(Point-per-instance localization data)
-.-.-
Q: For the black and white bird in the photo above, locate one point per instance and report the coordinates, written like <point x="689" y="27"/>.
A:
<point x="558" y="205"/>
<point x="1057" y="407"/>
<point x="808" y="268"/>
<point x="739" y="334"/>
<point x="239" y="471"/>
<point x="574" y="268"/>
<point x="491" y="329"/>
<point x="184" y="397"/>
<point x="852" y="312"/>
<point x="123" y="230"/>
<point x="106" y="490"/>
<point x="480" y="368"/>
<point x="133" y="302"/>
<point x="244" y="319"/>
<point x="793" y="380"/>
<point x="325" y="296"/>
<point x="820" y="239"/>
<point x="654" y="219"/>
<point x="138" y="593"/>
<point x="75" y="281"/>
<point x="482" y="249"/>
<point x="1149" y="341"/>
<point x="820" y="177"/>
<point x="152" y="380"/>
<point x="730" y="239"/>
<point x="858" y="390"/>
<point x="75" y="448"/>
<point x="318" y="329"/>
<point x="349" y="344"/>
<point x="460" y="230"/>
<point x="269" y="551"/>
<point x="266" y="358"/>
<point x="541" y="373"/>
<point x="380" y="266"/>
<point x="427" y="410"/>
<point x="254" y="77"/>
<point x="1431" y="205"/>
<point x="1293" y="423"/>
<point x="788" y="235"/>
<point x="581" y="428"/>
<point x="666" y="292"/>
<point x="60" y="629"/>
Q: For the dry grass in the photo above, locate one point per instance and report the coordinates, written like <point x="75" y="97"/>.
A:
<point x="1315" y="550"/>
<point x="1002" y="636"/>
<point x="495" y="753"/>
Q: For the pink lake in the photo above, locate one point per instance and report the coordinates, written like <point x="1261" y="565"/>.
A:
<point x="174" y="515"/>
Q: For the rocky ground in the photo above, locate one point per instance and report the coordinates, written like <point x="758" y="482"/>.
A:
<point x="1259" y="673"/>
-.-.-
WHAT IS NEEDED>
From the first line to the last, return the data exactly as written.

EXERCISE RESULT>
Q: For the black and white bird in the photo above, locate one point per instance and report the coordinates, written like <point x="689" y="27"/>.
A:
<point x="558" y="205"/>
<point x="1057" y="407"/>
<point x="808" y="268"/>
<point x="739" y="334"/>
<point x="239" y="471"/>
<point x="574" y="268"/>
<point x="491" y="329"/>
<point x="184" y="397"/>
<point x="852" y="312"/>
<point x="123" y="230"/>
<point x="106" y="490"/>
<point x="480" y="368"/>
<point x="133" y="302"/>
<point x="244" y="319"/>
<point x="793" y="380"/>
<point x="325" y="296"/>
<point x="820" y="239"/>
<point x="654" y="219"/>
<point x="138" y="593"/>
<point x="75" y="281"/>
<point x="482" y="249"/>
<point x="1149" y="341"/>
<point x="820" y="177"/>
<point x="152" y="380"/>
<point x="730" y="239"/>
<point x="858" y="390"/>
<point x="75" y="448"/>
<point x="318" y="329"/>
<point x="349" y="344"/>
<point x="460" y="230"/>
<point x="269" y="551"/>
<point x="266" y="358"/>
<point x="541" y="373"/>
<point x="380" y="266"/>
<point x="427" y="410"/>
<point x="254" y="77"/>
<point x="1431" y="205"/>
<point x="1293" y="423"/>
<point x="788" y="235"/>
<point x="581" y="428"/>
<point x="666" y="292"/>
<point x="60" y="629"/>
Q: For the dry grass in the photo above, locate one point per instance and report the coordinates, written like <point x="75" y="97"/>.
A:
<point x="1315" y="550"/>
<point x="1002" y="636"/>
<point x="495" y="753"/>
Q: For the pink lake in the photo above, locate one point per instance and report the coordinates, written like <point x="1261" y="565"/>.
A:
<point x="174" y="515"/>
Q: For the rocky ground in the photo above, locate one point per instance and report the coordinates, written like <point x="758" y="482"/>.
A:
<point x="1259" y="673"/>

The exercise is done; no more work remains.